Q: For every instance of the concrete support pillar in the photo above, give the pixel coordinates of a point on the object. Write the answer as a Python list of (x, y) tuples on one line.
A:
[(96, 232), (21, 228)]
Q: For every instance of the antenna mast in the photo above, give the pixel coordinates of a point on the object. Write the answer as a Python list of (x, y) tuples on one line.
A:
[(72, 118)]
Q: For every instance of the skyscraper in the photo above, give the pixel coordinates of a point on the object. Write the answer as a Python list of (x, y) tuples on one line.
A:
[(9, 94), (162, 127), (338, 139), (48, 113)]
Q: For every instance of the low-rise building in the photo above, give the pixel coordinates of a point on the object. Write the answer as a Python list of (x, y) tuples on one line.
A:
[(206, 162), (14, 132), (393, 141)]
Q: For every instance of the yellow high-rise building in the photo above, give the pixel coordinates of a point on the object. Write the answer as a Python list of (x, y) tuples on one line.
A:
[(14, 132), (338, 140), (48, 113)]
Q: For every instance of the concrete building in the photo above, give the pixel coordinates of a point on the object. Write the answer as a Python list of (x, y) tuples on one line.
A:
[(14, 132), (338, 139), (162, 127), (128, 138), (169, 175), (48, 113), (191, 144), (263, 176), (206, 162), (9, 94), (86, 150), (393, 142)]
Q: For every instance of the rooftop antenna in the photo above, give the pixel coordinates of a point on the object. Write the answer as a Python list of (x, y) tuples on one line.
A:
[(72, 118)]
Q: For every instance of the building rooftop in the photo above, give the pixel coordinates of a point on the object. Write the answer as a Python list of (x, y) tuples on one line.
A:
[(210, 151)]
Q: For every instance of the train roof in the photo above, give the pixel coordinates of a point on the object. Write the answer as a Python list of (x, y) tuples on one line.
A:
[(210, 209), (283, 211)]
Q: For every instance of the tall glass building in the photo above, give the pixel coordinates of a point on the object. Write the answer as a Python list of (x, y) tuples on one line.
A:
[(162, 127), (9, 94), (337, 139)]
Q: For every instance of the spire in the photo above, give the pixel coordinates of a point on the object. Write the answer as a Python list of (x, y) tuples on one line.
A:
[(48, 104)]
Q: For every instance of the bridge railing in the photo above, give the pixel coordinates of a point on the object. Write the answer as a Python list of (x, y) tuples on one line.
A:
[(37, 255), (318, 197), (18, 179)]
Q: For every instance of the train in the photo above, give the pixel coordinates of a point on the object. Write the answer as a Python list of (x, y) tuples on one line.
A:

Tarefa proposta:
Apresente todos os itens acima como uma lista numerada, omitindo as linhas em branco.

Resposta à tarefa:
1. Q: For every instance of the concrete support pillar in the photo above, give the pixel coordinates of a point on the object. Write the answer as a Python list of (x, y) tuples on one line.
2. A:
3. [(96, 232), (21, 228)]
4. Q: For every instance of the antenna mast in the photo above, give the pixel coordinates of a point on the object. Write the answer as a Python list of (x, y) tuples on one line.
5. A:
6. [(72, 118)]
7. Q: For every instance of the skyscraper in the photo above, give the pixel coordinates of a point on the object. Write the answer as a Python list of (x, y) tuples on one line.
8. A:
9. [(9, 94), (162, 127), (338, 139), (48, 113)]
10. Q: For every instance of the low-rise building in the photo above, give the pixel coordinates of a point on the object. Write the answer as a Python list of (x, y) tuples on one line.
11. A:
12. [(206, 162), (14, 132), (393, 141)]
13. Q: For every instance of the yellow high-rise building in the photo above, give the pixel coordinates of a point on the object. Write the answer as a Python list of (x, y) tuples on one line.
14. A:
15. [(14, 132), (338, 140), (48, 113)]
16. Q: For every instance of the concrete building in the photo above, give the pixel coordinates of a point on the object. Write the answer as a Python list of (x, y) tuples on one line.
17. A:
18. [(14, 132), (338, 139), (162, 127), (128, 138), (169, 175), (48, 113), (191, 144), (263, 176), (206, 162), (9, 94), (86, 150), (393, 142)]
19. Q: For every instance of the rooftop antenna in the photo above, give the pixel coordinates of a point on the object. Write the answer as a Python list of (x, y) tuples on one line.
20. A:
21. [(72, 118)]
22. Q: For every instance of the building rooftop in the photo above, give the pixel coordinates of a point on the object. Write the answer as a Python list of (x, y) tuples on one line.
23. A:
24. [(210, 151)]
25. Q: For every instance of the train roof in the photo above, give the pixel coordinates of a point on the object. Write the answer as a Python list of (x, y) tuples on one line.
26. A:
27. [(210, 209), (283, 211)]
28. Q: For every instance of the tall glass building in the photo above, give the pixel coordinates of a point on the object. Write the answer as a Python list of (x, y) tuples on one line.
29. A:
30. [(162, 127), (9, 94), (337, 139)]
31. Q: For every instance of the spire in the photo above, give the pixel coordinates of a point on the object. Write the answer as a Python list of (x, y) tuples on one line.
32. A:
33. [(48, 104)]
34. Q: For every instance of the bridge railing in the photo above, give the pixel coordinates of a point on the object. Write the answer as a Python list of (x, y) tuples on one line.
35. A:
36. [(37, 255), (318, 197), (18, 179)]
37. Q: For every instance of the train in the photo above, give the pixel coordinates of a point on the object. Write the answer as a Python list of (x, y) tuples on one line.
38. A:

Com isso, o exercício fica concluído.